## TASK TO CARRY OUT
Return the golf club history passage word for word, with nothing changed.

## PASSAGE PROVIDED
===============

In 1913 a further redesign of the course was made by Harry Colt which redesigned the course into much of the layout that currently still stands, the work on this redesign was completed in 1923. Following the redesigns the club would go on to host the British Ladies Amateur Golf Championship again in 1923 and 1938 and the 1930 English Amateur.

The first professional at the club was John Henry Taylor, who would later go on to win 5 Open Championships and captain Great Britain at the 1933 Ryder Cup.

Following World War II the golf club struggled financially and was forced to sell some land and redesign several holes as a result. However, despite these difficulties it continued to attract some of Britain's top amateur competitions, including the 1956 Brabazon Trophy and the English Amateur in 1952, 1963 and 1971.

===============

## DATA EXTRACT

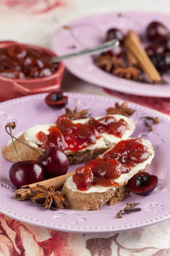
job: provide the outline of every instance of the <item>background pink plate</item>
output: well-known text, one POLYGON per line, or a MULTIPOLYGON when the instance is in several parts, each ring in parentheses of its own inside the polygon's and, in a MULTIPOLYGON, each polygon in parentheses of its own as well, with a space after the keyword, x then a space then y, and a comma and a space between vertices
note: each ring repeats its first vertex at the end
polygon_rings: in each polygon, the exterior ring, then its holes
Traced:
MULTIPOLYGON (((73 109, 89 108, 92 116, 104 115, 105 110, 113 106, 115 100, 96 95, 67 93, 68 106, 73 109)), ((0 212, 14 218, 33 225, 69 232, 104 233, 120 232, 141 228, 165 221, 170 217, 170 175, 169 145, 170 119, 161 115, 160 123, 154 125, 153 131, 147 131, 141 116, 157 116, 154 111, 133 103, 129 107, 136 110, 133 118, 136 122, 133 137, 142 136, 153 143, 155 158, 147 171, 159 177, 156 189, 150 195, 133 195, 125 201, 110 207, 105 204, 99 211, 79 211, 67 209, 46 210, 42 206, 34 204, 31 200, 17 202, 14 199, 15 189, 8 177, 11 162, 5 159, 1 148, 10 141, 5 130, 8 122, 14 121, 17 125, 14 131, 19 136, 36 124, 55 122, 59 115, 65 113, 51 109, 45 103, 45 94, 37 94, 0 103, 0 212), (139 202, 141 212, 123 215, 117 218, 116 215, 124 208, 127 202, 139 202)), ((69 172, 76 167, 72 166, 69 172)))
MULTIPOLYGON (((118 14, 95 15, 66 24, 71 29, 62 28, 56 32, 51 42, 52 50, 60 56, 98 45, 103 42, 105 34, 112 27, 119 28, 125 33, 129 29, 134 29, 143 38, 146 26, 153 20, 158 20, 170 30, 170 16, 167 15, 127 12, 120 17, 118 14)), ((143 39, 146 41, 145 38, 143 39)), ((68 60, 64 64, 76 76, 99 86, 130 94, 170 97, 170 73, 163 76, 168 85, 156 85, 128 80, 107 73, 96 66, 90 56, 68 60)))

===============

## RESULT
In 1913 a further redesign of the course was made by Harry Colt which redesigned the course into much of the layout that currently still stands, the work on this redesign was completed in 1923. Following the redesigns the club would go on to host the British Ladies Amateur Golf Championship again in 1923 and 1938 and the 1930 English Amateur.

The first professional at the club was John Henry Taylor, who would later go on to win 5 Open Championships and captain Great Britain at the 1933 Ryder Cup.

Following World War II the golf club struggled financially and was forced to sell some land and redesign several holes as a result. However, despite these difficulties it continued to attract some of Britain's top amateur competitions, including the 1956 Brabazon Trophy and the English Amateur in 1952, 1963 and 1971.